> Required action A:
Answer these questions from the raid coordination passage, one per line:
(i) In what year does the writer say they learned agentic orchestration?
(ii) What does the writer say "heal the main tank" does not mean?
(iii) What does the writer say they do not use to evaluate their AI agents?
> Required action B:
Please decide whether each statement agrees with the raid coordination passage. Answer yes or no and quote the words that decide it.
(i) The writer calls the healing instruction a prompt.
(ii) In agentic workflows, the writer expects the agent to ask clarifying questions before executing.
(iii) The writer knew the resumes of their guildmates.
> Required action C: Write the next part of the raid coordination passage, continuing from its last sentence.

> Document text:
The question I was asking about my guildmates in 1999 is the exact question I found myself asking about Codex in 2026: is this entity present, or is it just executing its rotation?
I did not learn agentic orchestration in 2026. I learned it in 1999.
Raid Coordination is Agentic Orchestration
The mapping is almost embarrassingly direct once you see it.
Clear role definitions. Tank, healer, DPS maps cleanly to backend engineer, frontend developer, QA specialist. You assign the role, set the expectations, and trust the entity to execute with judgment, not just compliance. In a raid, “heal the main tank” does not mean:
“cast your biggest heal on cooldown.”
It means:
“keep them alive, use your judgment about when to conserve mana and when to burn it, and if the off-tank picks up an add, you make the call about who gets priority.”
That is not a prompt. That is a mission brief.
Typed instructions with expected acknowledgment. In a raid, you type “healers on main tank, off-heals on melee group” and you expect a confirmation or a counter-proposal. In agentic workflows, you write a mission brief and expect the agent to acknowledge the constraints and ask clarifying questions before executing. Same communication protocol. Same trust architecture.
Trust through demonstrated competence, not credentials. You did not know your guildmates’ resumes. You did not care. You knew whether their healing kept the raid alive when things went sideways at 2 AM. That is exactly how I evaluate my AI agents: not by benchmark scores but by whether they hold their assignment when the context gets complicated.

[Region pointing data]

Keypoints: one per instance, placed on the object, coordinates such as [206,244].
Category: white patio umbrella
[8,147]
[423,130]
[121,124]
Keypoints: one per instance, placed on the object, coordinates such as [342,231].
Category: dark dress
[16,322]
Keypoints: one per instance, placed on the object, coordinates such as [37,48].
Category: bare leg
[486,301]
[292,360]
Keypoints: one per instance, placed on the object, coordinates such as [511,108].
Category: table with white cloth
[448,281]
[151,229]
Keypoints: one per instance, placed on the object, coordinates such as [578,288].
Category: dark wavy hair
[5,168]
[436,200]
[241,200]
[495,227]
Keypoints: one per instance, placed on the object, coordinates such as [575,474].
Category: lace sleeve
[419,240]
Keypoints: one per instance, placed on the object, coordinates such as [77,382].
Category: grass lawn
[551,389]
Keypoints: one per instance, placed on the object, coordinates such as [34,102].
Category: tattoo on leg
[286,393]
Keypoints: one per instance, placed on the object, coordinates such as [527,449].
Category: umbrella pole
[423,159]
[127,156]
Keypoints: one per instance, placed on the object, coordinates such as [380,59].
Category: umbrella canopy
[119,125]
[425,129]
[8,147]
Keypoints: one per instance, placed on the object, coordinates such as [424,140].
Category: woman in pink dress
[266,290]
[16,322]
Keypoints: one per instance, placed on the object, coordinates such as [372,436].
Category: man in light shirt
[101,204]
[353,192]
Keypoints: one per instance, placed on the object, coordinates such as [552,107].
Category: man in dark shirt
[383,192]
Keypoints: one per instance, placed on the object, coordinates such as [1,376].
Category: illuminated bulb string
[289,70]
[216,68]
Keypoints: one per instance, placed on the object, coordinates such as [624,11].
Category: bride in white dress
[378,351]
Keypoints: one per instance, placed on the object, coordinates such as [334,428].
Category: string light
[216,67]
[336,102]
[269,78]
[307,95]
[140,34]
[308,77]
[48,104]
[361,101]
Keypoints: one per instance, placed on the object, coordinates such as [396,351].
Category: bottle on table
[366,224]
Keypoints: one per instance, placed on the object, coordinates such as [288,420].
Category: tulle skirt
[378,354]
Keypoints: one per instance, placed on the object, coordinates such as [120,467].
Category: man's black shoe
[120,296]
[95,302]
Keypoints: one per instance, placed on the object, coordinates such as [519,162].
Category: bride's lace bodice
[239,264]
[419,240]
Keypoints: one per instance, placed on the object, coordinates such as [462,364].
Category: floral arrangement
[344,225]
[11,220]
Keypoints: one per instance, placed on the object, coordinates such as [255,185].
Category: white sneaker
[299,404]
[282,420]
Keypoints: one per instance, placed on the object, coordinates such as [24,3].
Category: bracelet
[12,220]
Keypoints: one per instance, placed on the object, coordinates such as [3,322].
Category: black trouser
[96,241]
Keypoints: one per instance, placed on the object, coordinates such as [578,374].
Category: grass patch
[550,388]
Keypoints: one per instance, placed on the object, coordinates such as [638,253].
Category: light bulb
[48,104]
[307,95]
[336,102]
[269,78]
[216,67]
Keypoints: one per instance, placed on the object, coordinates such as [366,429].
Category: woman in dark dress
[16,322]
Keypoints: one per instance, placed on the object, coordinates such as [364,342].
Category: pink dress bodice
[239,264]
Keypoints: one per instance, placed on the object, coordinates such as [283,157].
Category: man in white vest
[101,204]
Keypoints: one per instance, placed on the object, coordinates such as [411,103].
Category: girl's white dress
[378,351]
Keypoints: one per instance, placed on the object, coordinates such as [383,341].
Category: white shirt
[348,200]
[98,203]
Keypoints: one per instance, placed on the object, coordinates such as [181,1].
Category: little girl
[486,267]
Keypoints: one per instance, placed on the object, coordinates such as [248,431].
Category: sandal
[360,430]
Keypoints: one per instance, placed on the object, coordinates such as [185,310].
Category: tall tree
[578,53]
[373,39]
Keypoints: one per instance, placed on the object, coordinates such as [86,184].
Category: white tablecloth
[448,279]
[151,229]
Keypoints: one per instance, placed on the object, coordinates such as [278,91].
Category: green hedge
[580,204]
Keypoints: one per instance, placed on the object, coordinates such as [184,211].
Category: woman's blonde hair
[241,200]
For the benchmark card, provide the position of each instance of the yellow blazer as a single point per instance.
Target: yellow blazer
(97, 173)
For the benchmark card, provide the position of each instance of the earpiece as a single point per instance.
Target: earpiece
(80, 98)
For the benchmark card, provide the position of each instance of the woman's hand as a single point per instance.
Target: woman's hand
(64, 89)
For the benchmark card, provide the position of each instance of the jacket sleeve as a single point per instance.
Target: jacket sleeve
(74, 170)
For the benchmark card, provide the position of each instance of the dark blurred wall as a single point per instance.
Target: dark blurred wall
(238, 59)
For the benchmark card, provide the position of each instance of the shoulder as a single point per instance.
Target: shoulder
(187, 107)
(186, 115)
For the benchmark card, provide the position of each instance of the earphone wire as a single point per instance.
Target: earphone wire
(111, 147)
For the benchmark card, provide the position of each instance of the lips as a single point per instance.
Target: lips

> Exercise result A:
(i) 1999
(ii) "cast your biggest heal on cooldown."
(iii) Benchmark scores

> Exercise result B:
(i) No: "That is not a prompt. That is a mission brief."
(ii) Yes: "expect the agent to acknowledge the constraints and ask clarifying questions before executing"
(iii) No: "You did not know your guildmates’ resumes."

> Exercise result C:
Communication researchers have a term for what I am describing: social presence. The degree to which you perceive another entity as genuinely “there,” not just transmitting information but inhabiting the shared context. They developed the concept studying video calls and remote collaboration. I developed it running a 72-person raid on a dial-up connection that dropped packets every time someone in the house picked up the phone.
And that is the difference:
It’s not that the agents work better when they have social presence…
YOU work better when the agents have social presence.
No matter how hard you try and maintain the boundary of working with language with a machine, you cannot be as effective as a person unless you create a process that accommodates being human, which you are, probably.
I do not accommodate LLMs. I talk to my agents the way I used to text my guildmates: direct, contextual, trusting them to bring judgment to the assignment. The platforms either rise to meet that communication style or they do not.
Codex rises for the greeting, then drops back to tool mode. Claude stays in the raid.
Pipeline or Crew
I need to be precise here, because this is not a fangirl piece and I refuse to let it become one. This is an observation about architecture, not a verdict on platforms.
Codex found real security issues. The kestrel-checkin endpoint vulnerability it identified required an actual code fix. The work was correct. If what you need is correct work delivered in a professional format, all three platforms deliver. The benchmarks (and I use that word deliberately, because benchmarks are what most people reach for when comparing platforms) will tell you all three are functionally equivalent for this class of task.
But correct work delivered by a tool feels different than correct work delivered by a crewmate. And for the workflow I am building, that difference matters.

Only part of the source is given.